#### TASKS TO PERFORM:
A – Print the portion of the rail transaction notice, everything from "The parties intend" down to "I.C.C. 653 (1980).", word for word.
B – In the rail transaction notice, between which two places does the portion of line that NSR would come to own run?
C – Go on with the rail transaction notice, picking up right after its final sentence.

#### GIVEN PASSAGE:
— Start —
The parties intend to consummate this transaction upon the approval and consummation of the Control Transaction, should the Board approve that transaction. Applicant states that, if the transaction in FD 35873 is approved, NSR would become the owner of the portion of line between Sunbury, Pa., and Schenectady, N.Y., over which it currently has trackage rights authorized in FD 34209. As a condition to use of this exemption, Applicant states that any employees adversely affected by the transaction would be protected by the conditions set forth in Norfolk & Western Railway—Trackage Rights—Burlington Northern, Inc., 354 I.C.C. 605 (1978), as modified in Mendocino Coast Railway—Lease & Operate—California Western Railroad, 360 I.C.C. 653 (1980).
— End —
#### SUPPLIED MATERIAL:
— Start —
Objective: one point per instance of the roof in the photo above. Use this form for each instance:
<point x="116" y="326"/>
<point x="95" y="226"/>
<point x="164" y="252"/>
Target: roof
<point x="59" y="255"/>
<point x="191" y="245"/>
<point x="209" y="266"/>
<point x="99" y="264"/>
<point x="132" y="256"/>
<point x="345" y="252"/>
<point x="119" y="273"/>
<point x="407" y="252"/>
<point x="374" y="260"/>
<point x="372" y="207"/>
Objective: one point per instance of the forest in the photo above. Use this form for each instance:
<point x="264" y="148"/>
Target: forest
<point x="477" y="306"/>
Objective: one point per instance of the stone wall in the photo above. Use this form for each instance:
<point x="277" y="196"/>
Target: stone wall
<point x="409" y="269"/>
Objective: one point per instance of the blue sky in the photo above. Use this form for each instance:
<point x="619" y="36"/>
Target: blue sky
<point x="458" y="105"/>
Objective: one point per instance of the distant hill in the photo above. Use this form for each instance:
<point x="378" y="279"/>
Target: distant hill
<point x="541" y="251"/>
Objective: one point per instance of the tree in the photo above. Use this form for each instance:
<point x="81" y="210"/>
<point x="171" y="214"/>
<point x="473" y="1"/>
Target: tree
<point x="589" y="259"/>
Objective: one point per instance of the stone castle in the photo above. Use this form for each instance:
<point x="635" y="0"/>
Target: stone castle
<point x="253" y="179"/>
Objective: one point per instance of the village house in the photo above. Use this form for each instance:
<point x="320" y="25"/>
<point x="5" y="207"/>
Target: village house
— End —
#### RESPONSES TO THE EXERCISE:
A –
The parties intend to consummate this transaction upon the approval and consummation of the Control Transaction, should the Board approve that transaction. Applicant states that, if the transaction in FD 35873 is approved, NSR would become the owner of the portion of line between Sunbury, Pa., and Schenectady, N.Y., over which it currently has trackage rights authorized in FD 34209. As a condition to use of this exemption, Applicant states that any employees adversely affected by the transaction would be protected by the conditions set forth in Norfolk & Western Railway—Trackage Rights—Burlington Northern, Inc., 354 I.C.C. 605 (1978), as modified in Mendocino Coast Railway—Lease & Operate—California Western Railroad, 360 I.C.C. 653 (1980).

B – Between Sunbury, Pa., and Schenectady, N.Y.

C –
FD 34562 (Sub-No. 1). In FD 34562 (Sub-No. 1), Applicant filed a verified notice of exemption under 49 CFR 1180.2(d)(7) to amend another existing trackage rights agreement between NSR and D&H, this one involving trackage rights authorized by the Board in Norfolk Southern Railway Company—Trackage Rights Exemption—Delaware & Hudson Railway Company, Inc., FD 34562 (STB served Oct. 21, 2004). The existing trackage rights extend over approximately 155.24 miles of D&H lines as follows: (1) Between milepost 37.10 ± of D&H's Canadian Main Line in Saratoga Springs, N.Y., and the point of connection between D&H's Canadian Main Line and D&H's Freight Main Line at CPF 480, located at milepost 21.70 ± of D&H's Canadian Main Line, a total distance of approximately 15.4 miles; (2) between milepost 480.36 ± and milepost 611.15 ± of D&H's Freight Main Line in Binghamton, N.Y., a distance of approximately 130.79 miles; and (3) between milepost 611.15 ± and milepost 620.20 ± of D&H's Freight Main Line (including tracks into and within D&H's East Binghamton Yard) in Binghamton, a distance of approximately 9.05 miles. This amended trackage rights agreement would allow NSR to retain the portion of the previously authorized overhead trackage rights between milepost 37.10 ± of D&H's Canadian Main Line in Saratoga Springs and CPF 484 at Schenectady, N.Y. Applicant states that the retained trackage rights are needed for NSR's continued access and use of the line.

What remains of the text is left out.